> [REQUIRED TASKS]:
1) Reproduce the passage on printer contracts word for word, from "Long terms and" to "benefit the publisher.", inclusive.
2) According to the passage on printer contracts, what does profitability rest on for printers?
── SOURCE PASSAGE ──
Long terms and termination clauses
Long terms may make many publishers jittery, but remember that printers tend to make their most substantial concessions in pursuit of longer terms. For printers, profitability rests on equipment utilization, and the more capacity they can sell into the future, the more motivated they are to make capital improvements. Therefore, a longer term can give a publisher not only a better price schedule, but also a healthier printer--one whose investment in technology will ultimately benefit the publisher.
Three naggging fears
What about the three nagging fears? To cope with quality and service problems, build a termination-for-cause provision that permits escape when substantial and objective problems emerge. And to address changes in specifications, add a termination window that flies open when, after good faith negotiation, your manufacturing requirements can't be accommodated. To make sure new technology and its savings don't pass you by, include a provision that calls for review of price and schedule when new equipment is utilized. And create a termination option if new technology is available elsewhere, but your printer has no plans to obtain it.
───
── RECORD EXTRACTS ──
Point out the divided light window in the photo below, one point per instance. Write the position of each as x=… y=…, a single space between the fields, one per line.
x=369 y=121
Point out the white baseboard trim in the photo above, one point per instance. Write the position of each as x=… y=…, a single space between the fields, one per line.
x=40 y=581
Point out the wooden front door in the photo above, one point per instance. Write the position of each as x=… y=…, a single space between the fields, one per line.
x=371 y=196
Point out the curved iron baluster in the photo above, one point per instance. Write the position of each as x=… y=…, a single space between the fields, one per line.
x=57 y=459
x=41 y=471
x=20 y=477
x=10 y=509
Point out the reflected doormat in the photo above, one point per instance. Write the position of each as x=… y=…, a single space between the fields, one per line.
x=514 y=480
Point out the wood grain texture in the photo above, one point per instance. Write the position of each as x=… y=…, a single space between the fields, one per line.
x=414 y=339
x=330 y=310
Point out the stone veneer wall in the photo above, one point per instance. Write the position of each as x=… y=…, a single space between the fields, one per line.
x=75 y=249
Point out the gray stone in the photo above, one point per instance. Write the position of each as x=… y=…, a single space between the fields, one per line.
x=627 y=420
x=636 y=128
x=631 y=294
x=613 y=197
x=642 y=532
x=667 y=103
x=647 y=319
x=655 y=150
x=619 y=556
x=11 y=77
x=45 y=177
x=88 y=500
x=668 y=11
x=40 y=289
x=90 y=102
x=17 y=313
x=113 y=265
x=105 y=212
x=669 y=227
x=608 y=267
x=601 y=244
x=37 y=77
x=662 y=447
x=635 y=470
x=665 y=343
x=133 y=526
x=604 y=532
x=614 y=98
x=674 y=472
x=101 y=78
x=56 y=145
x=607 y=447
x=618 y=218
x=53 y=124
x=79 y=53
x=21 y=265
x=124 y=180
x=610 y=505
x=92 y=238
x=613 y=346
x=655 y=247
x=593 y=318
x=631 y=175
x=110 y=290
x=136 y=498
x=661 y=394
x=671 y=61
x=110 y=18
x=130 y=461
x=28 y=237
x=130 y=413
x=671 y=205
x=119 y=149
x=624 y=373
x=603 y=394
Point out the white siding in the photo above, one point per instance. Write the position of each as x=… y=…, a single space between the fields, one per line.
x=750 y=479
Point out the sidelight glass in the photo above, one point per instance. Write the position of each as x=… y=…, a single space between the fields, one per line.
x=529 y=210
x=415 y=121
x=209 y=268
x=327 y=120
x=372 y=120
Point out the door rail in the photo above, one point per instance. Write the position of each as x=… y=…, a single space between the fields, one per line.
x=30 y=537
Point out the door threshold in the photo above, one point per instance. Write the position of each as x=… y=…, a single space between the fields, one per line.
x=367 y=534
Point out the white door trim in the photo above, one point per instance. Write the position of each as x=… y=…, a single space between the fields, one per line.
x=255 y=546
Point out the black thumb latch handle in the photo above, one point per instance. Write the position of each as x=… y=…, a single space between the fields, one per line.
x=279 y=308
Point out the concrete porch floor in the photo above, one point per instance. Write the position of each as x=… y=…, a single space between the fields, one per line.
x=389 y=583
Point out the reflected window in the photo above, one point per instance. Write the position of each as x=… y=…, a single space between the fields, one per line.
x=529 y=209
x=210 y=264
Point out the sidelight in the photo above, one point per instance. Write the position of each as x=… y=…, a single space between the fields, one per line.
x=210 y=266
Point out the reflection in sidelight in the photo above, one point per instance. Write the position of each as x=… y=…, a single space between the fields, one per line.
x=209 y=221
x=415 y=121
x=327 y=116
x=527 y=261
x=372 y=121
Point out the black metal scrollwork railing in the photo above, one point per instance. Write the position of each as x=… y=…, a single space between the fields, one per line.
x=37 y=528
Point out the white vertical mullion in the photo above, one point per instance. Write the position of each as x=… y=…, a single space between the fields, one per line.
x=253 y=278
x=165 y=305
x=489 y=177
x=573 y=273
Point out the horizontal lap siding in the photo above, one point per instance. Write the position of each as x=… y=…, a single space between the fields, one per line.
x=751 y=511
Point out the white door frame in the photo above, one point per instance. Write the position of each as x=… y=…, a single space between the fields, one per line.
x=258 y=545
───
> [ANSWERS TO THE TASKS]:
1)
Long terms and termination clauses
Long terms may make many publishers jittery, but remember that printers tend to make their most substantial concessions in pursuit of longer terms. For printers, profitability rests on equipment utilization, and the more capacity they can sell into the future, the more motivated they are to make capital improvements. Therefore, a longer term can give a publisher not only a better price schedule, but also a healthier printer--one whose investment in technology will ultimately benefit the publisher.

2) Equipment utilization.